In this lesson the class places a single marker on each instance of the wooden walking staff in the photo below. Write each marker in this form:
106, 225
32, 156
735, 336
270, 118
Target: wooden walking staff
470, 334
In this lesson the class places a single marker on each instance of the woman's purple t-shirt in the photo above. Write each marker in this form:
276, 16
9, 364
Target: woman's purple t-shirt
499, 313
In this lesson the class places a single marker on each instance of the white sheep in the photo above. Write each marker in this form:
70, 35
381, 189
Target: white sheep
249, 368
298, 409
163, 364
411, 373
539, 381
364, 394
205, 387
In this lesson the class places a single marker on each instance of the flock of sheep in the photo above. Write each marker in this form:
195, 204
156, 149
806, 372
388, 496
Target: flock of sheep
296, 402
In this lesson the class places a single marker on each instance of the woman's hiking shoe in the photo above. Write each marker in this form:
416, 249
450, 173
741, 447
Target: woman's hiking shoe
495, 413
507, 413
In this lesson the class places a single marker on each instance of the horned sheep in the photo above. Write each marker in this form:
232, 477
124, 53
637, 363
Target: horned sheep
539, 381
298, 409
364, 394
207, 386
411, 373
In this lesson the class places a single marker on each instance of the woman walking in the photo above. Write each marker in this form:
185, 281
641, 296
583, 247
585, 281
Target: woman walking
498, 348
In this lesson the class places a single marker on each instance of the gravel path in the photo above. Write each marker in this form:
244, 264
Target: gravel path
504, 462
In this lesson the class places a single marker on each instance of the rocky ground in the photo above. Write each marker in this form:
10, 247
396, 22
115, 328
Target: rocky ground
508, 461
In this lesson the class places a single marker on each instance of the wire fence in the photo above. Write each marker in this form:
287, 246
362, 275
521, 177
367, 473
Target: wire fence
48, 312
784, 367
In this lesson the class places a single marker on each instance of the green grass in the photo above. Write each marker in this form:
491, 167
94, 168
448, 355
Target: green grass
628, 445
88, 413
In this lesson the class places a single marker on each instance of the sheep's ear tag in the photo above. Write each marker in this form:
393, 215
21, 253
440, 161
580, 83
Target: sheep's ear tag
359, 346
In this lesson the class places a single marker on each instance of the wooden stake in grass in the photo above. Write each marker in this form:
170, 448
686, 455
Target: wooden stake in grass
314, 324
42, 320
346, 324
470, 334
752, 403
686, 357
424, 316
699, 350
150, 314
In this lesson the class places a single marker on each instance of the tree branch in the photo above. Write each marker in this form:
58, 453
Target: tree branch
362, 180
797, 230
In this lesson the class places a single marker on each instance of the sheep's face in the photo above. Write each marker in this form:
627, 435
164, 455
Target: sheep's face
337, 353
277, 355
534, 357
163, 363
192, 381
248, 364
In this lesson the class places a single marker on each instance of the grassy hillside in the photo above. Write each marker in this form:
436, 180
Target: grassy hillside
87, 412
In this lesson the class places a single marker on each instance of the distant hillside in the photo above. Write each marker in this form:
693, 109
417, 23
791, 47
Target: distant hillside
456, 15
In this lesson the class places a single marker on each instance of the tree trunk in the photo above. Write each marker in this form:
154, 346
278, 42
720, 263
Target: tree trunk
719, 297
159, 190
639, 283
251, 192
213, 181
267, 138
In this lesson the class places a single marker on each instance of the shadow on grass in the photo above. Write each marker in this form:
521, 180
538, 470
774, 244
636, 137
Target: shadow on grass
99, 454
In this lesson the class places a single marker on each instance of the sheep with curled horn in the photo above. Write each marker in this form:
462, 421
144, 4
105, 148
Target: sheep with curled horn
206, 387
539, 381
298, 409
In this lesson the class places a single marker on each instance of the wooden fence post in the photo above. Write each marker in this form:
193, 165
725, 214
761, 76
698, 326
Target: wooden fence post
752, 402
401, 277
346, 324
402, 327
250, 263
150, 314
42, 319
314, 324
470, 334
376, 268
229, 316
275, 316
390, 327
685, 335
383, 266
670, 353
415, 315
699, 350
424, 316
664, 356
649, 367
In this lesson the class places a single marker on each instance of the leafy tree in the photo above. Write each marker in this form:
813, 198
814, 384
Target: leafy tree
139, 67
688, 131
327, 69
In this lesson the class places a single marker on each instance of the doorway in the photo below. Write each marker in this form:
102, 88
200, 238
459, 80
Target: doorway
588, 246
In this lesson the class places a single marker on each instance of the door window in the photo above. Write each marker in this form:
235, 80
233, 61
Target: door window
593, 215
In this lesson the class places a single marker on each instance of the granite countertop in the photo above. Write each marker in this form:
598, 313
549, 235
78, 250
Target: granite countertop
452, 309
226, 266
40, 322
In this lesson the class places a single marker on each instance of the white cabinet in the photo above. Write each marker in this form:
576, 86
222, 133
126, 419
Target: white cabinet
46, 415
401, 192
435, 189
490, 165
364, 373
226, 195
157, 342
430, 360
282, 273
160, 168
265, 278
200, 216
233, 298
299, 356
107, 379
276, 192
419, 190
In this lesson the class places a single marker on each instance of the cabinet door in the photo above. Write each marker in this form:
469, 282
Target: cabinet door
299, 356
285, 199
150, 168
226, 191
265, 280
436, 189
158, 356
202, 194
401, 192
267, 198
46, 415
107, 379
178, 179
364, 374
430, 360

Exercise objective:
Show the lines of the listing above with "below".

Solution:
In this lesson the class places a single marker on each instance of the wooden walking staff in the photo below. Write each marker in this form:
In this lesson the class places a single marker on each instance of the doorway in the photo below. Write each marker in this form:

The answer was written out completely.